• **Work to complete**: Pick out every line in the records below that contains the string "mask" and copy each one. Case counts.

• **Records provided**:

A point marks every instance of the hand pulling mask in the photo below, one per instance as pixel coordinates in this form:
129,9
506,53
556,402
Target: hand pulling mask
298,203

• **Complete response**:
A point marks every instance of the hand pulling mask in the photo below, one per instance as pixel coordinates in this form:
Target: hand pulling mask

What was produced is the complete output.